== WHAT YOU WILL DO ==
From the material below, copy out each line with the word "item" in it.

== DATA EXTRACTS ==
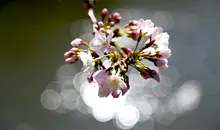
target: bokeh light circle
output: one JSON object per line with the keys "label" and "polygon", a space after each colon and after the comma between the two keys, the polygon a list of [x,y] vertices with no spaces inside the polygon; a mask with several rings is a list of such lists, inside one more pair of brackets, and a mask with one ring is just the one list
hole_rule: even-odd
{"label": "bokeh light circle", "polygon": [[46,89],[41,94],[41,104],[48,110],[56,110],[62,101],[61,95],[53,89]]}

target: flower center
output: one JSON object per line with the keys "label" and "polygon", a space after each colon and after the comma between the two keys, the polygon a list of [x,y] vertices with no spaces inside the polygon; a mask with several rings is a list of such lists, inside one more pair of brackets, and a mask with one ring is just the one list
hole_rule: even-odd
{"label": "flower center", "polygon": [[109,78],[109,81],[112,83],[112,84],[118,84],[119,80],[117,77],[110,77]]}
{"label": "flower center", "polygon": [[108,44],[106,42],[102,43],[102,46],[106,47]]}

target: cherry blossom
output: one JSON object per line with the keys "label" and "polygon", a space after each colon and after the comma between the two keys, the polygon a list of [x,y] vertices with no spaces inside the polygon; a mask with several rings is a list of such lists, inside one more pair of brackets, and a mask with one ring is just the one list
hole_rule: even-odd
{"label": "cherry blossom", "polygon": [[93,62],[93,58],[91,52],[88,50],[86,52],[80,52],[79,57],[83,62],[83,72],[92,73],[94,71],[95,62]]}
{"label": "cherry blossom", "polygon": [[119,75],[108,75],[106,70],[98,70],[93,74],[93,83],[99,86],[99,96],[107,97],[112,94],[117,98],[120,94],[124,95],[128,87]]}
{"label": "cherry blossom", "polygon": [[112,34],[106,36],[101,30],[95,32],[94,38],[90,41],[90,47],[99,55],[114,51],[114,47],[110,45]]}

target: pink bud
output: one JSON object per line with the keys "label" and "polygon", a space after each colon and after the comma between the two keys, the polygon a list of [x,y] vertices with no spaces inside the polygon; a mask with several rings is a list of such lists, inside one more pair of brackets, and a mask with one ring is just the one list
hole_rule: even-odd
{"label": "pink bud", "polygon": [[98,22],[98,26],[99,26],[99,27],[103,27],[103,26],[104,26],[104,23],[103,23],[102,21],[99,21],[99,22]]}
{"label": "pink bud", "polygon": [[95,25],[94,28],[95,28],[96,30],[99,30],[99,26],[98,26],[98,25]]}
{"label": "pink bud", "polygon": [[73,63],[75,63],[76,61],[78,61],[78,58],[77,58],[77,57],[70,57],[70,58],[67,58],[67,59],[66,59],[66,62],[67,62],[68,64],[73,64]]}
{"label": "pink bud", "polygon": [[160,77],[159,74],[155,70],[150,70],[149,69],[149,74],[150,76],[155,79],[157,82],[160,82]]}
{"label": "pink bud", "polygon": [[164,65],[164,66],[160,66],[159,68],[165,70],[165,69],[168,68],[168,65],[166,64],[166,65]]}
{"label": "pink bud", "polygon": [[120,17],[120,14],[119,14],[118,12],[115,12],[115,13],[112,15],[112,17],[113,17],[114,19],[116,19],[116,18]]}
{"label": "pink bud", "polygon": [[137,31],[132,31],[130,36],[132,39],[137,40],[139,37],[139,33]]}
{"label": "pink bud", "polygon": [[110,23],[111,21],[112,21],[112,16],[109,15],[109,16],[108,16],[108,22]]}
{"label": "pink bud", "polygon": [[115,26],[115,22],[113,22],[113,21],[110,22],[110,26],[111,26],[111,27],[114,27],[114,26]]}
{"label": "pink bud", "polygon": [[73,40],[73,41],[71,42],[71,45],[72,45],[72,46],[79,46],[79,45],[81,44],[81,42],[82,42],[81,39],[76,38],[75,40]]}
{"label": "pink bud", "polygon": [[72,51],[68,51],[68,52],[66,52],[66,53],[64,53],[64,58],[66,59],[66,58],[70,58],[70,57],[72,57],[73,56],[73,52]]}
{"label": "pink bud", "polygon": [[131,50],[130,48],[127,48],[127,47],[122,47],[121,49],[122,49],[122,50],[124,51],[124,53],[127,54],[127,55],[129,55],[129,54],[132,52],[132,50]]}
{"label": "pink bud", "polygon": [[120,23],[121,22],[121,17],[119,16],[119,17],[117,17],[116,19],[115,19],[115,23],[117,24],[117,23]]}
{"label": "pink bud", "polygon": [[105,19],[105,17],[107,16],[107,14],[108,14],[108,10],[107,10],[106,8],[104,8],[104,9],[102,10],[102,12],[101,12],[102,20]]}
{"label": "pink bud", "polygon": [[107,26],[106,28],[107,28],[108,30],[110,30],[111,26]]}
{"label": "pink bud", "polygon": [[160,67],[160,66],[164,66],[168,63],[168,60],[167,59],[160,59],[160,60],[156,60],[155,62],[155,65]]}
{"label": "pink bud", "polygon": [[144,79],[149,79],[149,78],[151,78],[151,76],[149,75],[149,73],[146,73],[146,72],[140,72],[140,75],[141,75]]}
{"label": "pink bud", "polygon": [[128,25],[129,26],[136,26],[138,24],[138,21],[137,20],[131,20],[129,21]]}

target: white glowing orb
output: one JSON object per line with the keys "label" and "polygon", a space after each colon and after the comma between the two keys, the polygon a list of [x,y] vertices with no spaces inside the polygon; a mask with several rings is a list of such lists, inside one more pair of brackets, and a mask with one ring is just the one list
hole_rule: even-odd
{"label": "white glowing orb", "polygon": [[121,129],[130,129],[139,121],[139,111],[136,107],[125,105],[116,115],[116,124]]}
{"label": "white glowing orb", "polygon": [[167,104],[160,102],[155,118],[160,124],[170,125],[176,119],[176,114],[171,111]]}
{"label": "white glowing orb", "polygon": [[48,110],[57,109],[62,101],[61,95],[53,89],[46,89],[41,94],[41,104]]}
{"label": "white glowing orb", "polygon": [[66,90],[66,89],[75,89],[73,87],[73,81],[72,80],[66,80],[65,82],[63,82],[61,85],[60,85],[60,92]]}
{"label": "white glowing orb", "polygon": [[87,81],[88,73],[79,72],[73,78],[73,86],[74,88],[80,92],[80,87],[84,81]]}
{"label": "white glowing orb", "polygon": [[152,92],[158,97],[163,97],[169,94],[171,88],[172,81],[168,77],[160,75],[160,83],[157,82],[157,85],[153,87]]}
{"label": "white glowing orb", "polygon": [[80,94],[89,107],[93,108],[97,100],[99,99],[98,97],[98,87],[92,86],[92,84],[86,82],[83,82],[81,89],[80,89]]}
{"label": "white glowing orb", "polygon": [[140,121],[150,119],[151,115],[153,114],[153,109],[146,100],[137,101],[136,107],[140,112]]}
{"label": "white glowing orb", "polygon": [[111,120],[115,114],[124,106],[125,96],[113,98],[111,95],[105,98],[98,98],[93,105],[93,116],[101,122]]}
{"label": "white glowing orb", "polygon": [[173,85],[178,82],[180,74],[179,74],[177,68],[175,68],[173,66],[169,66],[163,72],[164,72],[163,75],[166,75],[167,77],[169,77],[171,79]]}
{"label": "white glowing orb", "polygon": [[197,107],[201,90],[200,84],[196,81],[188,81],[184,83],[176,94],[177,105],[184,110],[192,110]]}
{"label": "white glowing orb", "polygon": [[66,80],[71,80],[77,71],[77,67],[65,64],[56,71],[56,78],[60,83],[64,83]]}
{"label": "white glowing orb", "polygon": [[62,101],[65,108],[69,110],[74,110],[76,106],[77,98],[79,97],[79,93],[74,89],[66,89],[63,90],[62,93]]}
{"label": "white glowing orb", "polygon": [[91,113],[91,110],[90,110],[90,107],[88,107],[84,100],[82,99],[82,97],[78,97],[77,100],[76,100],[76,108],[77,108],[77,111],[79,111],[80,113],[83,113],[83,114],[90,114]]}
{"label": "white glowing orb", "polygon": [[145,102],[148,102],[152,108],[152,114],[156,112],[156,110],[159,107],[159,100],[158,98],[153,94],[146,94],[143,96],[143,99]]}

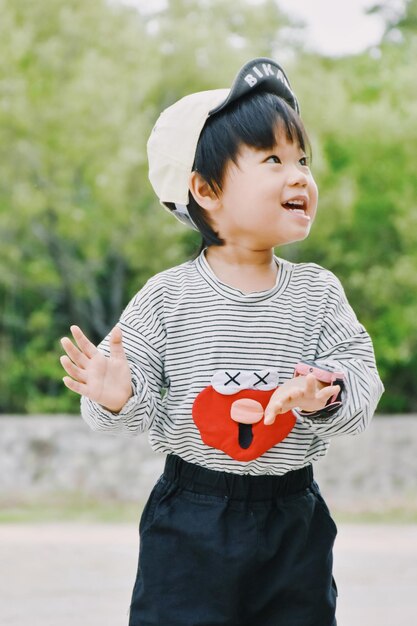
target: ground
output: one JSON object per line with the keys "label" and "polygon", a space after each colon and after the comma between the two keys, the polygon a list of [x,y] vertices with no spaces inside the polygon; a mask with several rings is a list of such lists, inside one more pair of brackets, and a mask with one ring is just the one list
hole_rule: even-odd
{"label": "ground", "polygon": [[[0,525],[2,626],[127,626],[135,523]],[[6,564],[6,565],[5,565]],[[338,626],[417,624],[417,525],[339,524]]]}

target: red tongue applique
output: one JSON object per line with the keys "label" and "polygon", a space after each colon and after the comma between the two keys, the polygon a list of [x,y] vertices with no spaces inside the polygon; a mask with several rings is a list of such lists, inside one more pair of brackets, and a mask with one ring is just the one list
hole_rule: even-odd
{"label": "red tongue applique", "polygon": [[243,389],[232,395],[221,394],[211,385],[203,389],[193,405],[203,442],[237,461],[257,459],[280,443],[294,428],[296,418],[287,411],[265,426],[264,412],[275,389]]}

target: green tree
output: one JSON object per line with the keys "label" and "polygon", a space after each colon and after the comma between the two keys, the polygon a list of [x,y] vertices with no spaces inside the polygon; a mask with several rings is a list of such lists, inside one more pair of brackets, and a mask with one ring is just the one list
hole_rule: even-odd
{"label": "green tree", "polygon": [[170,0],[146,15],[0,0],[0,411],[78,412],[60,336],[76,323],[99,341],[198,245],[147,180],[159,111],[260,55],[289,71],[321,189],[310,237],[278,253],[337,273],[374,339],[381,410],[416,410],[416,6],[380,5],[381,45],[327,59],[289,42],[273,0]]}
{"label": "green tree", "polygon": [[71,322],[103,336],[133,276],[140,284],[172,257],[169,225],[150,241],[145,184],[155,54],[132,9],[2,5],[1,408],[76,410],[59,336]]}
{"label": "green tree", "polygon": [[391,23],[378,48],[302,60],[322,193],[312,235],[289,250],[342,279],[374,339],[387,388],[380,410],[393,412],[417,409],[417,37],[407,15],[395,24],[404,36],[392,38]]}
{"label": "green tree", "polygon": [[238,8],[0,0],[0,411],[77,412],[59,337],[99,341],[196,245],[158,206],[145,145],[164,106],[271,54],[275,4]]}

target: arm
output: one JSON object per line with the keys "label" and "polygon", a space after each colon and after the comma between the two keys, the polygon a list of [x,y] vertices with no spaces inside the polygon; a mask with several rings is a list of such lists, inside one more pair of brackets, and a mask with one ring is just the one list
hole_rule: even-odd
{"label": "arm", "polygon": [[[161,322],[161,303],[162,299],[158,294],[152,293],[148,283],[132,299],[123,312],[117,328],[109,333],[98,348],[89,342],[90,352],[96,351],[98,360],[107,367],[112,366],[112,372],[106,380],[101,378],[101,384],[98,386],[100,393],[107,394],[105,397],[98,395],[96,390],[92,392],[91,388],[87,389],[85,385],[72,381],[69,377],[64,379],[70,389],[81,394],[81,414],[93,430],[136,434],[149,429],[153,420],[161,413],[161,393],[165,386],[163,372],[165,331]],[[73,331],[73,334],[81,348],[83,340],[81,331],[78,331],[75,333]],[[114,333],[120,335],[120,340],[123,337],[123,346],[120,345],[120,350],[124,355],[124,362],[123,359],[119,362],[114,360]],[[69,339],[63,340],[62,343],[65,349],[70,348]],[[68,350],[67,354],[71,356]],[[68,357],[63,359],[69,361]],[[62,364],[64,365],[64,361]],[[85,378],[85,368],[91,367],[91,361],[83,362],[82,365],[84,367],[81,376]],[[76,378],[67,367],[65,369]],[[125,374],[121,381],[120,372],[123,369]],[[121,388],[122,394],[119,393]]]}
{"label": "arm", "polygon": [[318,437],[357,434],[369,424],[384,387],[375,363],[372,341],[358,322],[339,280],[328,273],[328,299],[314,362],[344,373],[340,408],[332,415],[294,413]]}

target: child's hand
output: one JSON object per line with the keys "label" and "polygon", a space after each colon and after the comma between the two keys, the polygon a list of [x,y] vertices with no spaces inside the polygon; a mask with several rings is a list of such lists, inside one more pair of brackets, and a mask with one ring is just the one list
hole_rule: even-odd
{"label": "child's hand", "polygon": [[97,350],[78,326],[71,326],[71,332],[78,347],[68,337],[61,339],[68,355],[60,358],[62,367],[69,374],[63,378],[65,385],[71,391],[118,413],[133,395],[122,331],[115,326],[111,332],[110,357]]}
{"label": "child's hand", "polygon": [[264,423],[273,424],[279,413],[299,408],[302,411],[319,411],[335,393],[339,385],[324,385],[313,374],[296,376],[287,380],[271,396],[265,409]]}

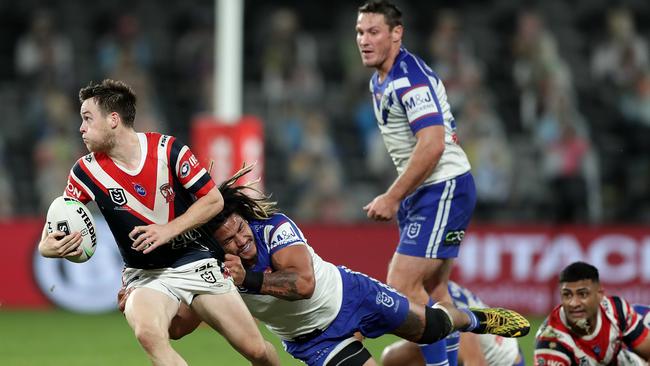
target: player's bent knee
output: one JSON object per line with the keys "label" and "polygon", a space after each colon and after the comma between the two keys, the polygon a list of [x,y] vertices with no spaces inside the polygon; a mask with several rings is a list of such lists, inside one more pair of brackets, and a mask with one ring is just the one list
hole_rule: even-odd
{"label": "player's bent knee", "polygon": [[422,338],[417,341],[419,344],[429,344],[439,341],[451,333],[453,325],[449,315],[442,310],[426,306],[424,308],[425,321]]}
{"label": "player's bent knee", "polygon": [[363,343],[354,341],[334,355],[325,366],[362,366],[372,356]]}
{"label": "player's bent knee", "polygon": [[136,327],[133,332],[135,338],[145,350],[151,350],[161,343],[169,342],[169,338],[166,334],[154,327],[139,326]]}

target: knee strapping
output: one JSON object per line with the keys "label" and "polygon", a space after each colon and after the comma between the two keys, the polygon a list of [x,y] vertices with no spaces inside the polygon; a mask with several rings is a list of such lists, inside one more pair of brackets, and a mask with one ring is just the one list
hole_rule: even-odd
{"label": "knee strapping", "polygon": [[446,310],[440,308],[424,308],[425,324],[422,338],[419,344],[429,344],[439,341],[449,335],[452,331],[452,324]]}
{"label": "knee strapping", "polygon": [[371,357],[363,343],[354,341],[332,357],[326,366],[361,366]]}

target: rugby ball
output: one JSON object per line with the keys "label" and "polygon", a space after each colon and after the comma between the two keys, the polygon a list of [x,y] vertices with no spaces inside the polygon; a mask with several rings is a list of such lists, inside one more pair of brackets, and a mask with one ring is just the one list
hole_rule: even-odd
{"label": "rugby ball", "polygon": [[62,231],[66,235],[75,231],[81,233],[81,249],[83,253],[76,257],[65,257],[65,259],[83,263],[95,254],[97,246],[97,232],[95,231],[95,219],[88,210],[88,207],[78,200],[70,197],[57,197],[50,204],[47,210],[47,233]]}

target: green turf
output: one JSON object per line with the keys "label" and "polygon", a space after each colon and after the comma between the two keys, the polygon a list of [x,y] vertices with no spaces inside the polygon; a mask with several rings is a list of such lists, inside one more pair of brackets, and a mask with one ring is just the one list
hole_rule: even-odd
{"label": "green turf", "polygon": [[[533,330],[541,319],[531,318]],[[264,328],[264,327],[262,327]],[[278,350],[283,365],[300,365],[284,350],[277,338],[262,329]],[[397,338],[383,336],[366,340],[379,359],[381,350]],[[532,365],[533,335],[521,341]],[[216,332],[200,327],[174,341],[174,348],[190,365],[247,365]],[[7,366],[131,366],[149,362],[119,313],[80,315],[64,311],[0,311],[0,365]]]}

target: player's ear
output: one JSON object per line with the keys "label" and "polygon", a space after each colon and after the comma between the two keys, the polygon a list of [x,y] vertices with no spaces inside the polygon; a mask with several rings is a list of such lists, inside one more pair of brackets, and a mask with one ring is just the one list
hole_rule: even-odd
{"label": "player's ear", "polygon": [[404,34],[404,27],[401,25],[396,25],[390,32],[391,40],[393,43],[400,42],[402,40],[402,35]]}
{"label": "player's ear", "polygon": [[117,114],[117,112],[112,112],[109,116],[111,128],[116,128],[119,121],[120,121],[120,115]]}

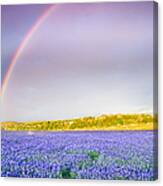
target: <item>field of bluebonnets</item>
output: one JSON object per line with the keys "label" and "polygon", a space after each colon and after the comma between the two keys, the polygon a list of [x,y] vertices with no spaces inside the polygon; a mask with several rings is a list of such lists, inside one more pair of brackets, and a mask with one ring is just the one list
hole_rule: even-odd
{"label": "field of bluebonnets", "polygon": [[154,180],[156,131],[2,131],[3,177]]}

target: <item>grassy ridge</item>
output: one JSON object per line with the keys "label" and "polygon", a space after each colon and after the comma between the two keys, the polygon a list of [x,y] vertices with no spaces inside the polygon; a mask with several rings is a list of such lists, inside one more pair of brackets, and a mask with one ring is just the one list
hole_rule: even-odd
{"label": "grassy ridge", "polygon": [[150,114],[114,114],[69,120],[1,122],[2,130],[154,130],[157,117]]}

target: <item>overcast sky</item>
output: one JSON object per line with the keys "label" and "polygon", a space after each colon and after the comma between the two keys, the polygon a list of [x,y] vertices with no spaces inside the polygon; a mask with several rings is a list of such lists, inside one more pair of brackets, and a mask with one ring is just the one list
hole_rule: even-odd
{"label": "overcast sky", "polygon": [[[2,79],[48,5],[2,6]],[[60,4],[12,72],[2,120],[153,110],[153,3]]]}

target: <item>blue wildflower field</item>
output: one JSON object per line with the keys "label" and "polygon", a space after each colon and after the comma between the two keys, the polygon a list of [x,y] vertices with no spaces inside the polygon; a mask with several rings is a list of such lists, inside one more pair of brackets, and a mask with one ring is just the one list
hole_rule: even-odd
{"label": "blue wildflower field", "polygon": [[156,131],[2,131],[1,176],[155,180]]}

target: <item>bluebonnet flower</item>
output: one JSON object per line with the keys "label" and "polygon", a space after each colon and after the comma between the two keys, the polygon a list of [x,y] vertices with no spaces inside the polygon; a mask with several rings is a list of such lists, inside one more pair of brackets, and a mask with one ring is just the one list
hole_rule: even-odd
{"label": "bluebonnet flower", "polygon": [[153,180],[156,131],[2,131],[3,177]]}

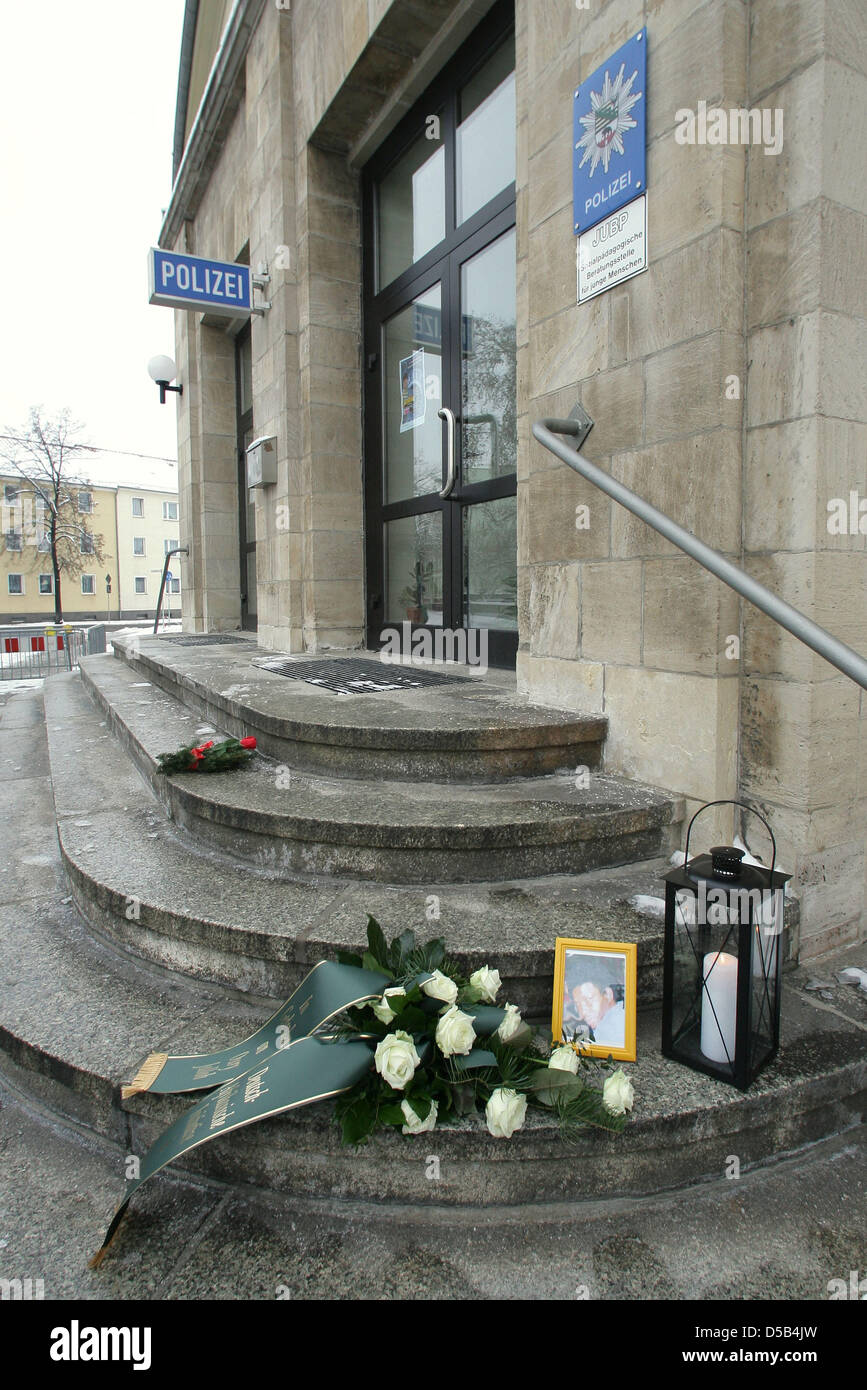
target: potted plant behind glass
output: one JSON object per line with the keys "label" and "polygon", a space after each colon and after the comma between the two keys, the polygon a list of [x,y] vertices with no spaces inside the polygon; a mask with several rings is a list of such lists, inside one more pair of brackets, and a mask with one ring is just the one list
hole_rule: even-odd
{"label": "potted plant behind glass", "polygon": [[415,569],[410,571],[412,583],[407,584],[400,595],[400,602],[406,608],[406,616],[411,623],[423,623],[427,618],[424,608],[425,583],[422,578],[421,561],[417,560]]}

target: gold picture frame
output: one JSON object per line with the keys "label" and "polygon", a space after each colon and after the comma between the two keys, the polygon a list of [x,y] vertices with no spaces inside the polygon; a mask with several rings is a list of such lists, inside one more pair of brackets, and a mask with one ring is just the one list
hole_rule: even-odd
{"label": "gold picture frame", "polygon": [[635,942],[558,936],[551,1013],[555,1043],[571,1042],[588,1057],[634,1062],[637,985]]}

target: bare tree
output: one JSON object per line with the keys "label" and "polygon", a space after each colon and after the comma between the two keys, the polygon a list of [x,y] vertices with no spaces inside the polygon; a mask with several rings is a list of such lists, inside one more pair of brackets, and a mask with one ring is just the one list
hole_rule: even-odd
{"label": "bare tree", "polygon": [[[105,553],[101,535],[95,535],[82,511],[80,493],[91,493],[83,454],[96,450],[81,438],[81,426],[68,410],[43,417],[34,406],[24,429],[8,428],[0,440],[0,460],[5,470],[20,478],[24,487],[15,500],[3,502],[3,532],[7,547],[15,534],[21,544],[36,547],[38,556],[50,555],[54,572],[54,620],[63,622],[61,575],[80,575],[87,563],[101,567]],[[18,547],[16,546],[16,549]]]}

== THE ANSWER ==
target: <item>field of bluebonnets</item>
target: <item>grassy ridge</item>
target: <item>overcast sky</item>
target: <item>blue wildflower field</item>
target: <item>bluebonnet flower</item>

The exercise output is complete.